Count the lines of the data below that contain the string "tree", and give only that number.

Begin MATERIAL

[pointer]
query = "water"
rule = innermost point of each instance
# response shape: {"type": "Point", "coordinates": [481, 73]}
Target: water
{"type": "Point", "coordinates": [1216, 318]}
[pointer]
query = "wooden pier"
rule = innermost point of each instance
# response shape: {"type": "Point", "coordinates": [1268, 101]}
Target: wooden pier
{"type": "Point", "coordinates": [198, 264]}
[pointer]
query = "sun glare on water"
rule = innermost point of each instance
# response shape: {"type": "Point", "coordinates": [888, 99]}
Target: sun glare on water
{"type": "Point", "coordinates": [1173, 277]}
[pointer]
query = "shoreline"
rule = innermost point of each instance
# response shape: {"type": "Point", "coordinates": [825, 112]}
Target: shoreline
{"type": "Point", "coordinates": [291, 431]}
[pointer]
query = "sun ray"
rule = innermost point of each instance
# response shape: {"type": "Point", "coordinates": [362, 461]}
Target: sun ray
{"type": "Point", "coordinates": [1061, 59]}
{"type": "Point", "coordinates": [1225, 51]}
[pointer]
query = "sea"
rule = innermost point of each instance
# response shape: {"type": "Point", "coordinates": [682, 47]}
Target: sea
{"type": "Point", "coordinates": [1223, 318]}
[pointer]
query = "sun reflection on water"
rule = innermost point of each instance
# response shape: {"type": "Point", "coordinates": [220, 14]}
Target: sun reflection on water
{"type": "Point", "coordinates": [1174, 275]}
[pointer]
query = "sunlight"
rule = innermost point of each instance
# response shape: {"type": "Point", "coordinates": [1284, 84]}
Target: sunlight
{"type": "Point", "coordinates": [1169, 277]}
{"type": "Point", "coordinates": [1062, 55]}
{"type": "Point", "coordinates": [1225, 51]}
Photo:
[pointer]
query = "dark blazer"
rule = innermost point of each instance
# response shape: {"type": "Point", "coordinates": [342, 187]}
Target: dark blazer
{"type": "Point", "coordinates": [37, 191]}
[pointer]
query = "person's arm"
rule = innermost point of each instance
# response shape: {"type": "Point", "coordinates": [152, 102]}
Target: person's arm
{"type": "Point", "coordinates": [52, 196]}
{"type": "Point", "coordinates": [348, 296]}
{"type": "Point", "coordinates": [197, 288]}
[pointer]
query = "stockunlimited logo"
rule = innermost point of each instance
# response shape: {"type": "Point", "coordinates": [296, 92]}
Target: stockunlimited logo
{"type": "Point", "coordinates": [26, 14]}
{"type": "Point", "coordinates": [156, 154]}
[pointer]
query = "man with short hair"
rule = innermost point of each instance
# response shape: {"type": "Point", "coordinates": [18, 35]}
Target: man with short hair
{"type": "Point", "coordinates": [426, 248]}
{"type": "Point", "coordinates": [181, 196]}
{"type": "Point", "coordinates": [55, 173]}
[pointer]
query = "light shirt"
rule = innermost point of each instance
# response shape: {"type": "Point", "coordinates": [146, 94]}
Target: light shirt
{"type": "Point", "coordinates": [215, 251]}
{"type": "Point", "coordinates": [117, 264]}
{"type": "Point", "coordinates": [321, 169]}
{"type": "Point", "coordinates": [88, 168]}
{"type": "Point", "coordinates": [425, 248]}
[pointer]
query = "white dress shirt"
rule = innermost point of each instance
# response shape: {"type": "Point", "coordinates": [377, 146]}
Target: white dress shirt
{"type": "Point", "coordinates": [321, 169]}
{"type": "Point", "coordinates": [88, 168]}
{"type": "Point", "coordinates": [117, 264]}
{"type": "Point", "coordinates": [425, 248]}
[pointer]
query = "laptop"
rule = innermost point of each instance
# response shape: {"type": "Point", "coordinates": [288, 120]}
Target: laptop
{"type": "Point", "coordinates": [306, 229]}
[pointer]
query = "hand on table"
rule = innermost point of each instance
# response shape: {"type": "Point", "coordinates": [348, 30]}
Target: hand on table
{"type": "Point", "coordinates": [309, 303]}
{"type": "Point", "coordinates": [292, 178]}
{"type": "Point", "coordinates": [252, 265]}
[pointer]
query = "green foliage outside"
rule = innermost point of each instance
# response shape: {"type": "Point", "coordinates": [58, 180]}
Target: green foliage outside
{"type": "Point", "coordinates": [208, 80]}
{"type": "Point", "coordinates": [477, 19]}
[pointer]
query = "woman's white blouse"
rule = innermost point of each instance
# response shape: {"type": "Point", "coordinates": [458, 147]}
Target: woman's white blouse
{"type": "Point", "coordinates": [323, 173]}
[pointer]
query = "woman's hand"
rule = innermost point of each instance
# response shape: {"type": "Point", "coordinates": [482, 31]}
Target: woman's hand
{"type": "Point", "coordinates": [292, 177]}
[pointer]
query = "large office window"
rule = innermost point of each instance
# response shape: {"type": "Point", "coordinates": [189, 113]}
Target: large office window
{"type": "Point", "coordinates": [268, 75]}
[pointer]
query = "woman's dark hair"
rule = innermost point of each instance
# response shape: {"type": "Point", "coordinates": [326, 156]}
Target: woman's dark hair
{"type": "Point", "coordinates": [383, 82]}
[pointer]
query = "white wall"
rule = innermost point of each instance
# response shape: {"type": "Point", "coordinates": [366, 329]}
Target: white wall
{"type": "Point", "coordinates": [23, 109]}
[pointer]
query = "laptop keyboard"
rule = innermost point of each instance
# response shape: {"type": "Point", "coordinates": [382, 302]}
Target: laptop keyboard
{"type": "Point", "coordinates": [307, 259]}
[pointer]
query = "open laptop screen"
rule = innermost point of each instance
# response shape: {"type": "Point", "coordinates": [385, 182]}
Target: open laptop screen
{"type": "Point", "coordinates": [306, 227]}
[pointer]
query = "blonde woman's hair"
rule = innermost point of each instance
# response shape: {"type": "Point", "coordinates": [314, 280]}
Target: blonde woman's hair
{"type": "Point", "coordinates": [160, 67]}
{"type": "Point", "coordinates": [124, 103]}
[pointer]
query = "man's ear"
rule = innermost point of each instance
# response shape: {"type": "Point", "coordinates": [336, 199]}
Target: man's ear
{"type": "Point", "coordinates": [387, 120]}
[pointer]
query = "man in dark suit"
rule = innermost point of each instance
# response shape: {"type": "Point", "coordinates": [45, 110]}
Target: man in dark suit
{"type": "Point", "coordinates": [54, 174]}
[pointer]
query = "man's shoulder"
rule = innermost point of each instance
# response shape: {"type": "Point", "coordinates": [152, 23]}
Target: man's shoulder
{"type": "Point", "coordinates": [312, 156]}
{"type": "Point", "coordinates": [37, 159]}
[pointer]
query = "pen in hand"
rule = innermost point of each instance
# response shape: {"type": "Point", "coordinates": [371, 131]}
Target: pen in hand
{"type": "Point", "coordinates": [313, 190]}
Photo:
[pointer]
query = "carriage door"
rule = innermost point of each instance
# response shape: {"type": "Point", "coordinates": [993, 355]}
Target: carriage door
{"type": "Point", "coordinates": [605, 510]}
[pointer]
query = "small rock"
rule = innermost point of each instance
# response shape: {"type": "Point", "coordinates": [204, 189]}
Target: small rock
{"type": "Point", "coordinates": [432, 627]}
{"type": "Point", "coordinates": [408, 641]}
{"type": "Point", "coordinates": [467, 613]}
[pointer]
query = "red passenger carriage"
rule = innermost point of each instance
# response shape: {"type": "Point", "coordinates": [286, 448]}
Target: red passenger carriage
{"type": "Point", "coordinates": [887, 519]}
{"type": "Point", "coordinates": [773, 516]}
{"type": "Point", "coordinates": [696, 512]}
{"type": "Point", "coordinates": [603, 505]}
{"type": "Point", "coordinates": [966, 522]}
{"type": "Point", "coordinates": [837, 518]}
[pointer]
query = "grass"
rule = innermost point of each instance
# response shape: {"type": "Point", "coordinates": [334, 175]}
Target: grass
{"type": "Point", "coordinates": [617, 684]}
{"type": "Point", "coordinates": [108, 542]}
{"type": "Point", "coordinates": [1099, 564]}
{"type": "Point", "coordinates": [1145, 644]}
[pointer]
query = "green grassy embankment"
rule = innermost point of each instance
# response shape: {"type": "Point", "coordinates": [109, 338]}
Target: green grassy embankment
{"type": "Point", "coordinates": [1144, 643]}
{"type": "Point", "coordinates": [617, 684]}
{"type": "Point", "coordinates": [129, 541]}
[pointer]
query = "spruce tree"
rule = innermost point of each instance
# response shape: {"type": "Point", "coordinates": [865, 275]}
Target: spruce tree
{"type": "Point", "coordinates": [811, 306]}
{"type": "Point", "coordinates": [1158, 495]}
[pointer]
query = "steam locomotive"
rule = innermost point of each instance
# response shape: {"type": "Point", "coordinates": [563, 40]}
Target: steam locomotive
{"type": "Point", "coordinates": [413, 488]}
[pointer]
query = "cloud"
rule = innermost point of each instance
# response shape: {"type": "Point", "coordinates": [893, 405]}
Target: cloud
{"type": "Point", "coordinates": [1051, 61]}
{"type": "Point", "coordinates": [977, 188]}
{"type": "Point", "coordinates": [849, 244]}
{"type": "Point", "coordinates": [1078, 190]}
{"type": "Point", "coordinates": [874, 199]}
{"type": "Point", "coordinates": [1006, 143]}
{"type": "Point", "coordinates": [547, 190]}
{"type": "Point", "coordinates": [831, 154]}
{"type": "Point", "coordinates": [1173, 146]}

End MATERIAL

-- RESULT OF THE EXERCISE --
2